- Entries supplied
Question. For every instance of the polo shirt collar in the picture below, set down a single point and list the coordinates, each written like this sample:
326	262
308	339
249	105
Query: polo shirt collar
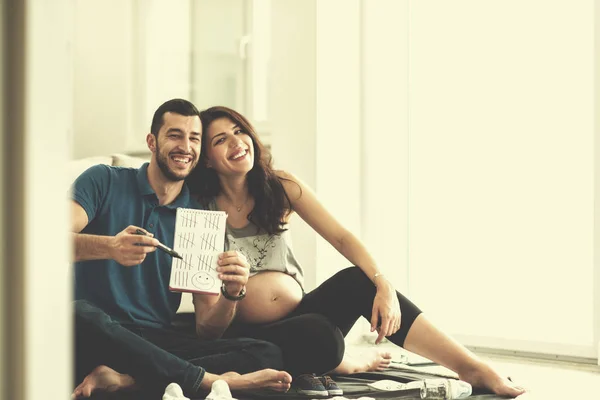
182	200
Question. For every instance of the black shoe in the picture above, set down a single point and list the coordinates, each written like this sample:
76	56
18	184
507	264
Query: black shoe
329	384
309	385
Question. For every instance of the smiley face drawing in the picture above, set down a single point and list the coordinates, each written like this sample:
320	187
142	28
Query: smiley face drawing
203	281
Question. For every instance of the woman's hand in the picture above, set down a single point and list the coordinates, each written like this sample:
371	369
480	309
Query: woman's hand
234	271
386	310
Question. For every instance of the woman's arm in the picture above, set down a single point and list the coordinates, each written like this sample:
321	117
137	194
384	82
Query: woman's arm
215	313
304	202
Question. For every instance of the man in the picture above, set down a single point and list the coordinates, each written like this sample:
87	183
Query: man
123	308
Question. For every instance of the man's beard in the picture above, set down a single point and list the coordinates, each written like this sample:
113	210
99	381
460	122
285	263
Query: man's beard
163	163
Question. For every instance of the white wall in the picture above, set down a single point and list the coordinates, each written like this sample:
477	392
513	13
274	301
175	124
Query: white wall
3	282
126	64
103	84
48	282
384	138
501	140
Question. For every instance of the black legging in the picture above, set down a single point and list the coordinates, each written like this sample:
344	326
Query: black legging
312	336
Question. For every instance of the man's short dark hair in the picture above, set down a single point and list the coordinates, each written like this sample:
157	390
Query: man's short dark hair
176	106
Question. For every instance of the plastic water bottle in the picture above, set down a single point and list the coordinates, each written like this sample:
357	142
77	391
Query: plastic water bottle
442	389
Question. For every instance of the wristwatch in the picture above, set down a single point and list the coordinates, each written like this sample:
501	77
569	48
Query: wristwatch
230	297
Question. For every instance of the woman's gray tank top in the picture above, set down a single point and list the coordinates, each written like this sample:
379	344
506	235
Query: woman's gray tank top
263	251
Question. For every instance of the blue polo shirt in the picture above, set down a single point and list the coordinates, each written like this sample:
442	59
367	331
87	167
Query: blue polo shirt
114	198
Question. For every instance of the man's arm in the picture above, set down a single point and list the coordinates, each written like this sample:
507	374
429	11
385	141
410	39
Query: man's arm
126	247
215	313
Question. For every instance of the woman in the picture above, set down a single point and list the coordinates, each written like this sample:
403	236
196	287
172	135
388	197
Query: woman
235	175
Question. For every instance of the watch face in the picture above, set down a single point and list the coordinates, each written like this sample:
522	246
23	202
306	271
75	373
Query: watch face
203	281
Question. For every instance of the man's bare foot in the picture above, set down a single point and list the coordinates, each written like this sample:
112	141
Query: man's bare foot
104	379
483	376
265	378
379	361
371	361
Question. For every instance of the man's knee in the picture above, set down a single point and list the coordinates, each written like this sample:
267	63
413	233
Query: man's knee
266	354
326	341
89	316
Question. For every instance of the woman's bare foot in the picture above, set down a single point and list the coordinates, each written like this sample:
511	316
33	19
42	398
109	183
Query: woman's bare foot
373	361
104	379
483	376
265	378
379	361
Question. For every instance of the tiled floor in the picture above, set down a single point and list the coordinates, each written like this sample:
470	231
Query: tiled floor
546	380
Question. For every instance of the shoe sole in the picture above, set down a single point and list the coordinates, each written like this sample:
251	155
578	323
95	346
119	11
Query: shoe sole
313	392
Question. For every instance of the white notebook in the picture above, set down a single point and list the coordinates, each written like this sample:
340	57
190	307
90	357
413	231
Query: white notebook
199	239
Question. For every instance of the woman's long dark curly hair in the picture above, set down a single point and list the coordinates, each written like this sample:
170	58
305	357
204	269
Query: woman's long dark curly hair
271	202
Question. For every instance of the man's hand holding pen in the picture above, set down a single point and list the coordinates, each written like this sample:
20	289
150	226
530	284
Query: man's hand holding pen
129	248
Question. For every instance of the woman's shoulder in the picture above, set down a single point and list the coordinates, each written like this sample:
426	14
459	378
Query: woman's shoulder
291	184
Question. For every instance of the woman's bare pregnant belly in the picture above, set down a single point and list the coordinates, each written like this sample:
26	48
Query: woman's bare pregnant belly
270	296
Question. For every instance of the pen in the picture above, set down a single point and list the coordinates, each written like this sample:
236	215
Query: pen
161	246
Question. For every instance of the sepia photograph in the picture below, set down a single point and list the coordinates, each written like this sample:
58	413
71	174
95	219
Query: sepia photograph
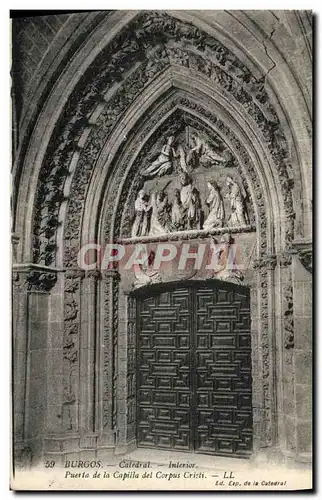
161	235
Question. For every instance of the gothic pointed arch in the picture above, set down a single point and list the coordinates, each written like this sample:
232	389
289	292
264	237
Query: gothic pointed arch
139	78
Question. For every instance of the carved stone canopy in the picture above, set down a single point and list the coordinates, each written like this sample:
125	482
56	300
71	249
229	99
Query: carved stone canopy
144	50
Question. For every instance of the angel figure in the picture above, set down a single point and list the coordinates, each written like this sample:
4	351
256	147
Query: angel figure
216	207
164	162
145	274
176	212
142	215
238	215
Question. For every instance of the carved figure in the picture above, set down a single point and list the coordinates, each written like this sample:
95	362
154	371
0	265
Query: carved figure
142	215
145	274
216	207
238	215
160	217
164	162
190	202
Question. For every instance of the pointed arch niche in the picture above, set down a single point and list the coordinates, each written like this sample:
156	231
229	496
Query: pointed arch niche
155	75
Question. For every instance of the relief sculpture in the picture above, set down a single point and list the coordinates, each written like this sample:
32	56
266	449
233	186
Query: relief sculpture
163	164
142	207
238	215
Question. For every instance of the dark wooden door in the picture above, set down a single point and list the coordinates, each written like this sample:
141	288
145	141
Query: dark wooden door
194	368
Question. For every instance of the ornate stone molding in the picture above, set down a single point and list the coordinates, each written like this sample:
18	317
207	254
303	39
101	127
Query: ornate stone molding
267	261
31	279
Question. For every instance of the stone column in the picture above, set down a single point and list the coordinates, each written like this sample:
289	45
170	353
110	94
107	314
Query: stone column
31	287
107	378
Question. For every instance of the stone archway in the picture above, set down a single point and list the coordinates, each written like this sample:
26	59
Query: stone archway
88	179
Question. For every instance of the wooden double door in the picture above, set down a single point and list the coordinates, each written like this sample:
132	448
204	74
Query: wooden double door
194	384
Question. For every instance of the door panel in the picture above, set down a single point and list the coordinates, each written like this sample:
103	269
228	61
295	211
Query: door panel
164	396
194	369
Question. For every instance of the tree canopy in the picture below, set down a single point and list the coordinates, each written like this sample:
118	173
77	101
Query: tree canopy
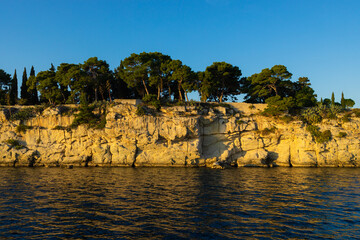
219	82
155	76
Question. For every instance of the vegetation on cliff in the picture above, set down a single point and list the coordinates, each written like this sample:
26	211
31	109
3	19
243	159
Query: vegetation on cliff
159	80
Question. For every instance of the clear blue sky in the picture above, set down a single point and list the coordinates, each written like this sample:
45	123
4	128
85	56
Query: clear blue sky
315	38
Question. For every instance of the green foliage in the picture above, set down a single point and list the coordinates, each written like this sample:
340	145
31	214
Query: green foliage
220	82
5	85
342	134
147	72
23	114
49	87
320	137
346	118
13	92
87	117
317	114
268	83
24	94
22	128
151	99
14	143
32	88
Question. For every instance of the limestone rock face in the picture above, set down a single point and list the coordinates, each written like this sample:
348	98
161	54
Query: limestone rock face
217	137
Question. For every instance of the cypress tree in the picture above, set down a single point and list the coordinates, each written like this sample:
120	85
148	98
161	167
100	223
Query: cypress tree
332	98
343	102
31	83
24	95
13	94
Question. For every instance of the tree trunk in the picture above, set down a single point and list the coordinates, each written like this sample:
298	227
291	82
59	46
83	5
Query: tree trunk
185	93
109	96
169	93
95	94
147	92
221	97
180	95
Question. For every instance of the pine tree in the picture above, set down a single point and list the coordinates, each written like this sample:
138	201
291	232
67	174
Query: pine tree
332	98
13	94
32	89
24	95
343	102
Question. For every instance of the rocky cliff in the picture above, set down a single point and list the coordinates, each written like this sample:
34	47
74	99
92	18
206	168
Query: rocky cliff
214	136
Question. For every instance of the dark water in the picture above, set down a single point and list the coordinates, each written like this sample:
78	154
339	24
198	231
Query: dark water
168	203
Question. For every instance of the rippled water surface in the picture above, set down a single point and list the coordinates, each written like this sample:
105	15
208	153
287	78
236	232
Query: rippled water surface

- Task directions
What this exercise asks for is every line of the data above with the word "rippled".

- Result
Question. For every instance of the rippled water surface in the picture above, set down a single point and list the coordinates, each written like this sample:
Query: rippled water surface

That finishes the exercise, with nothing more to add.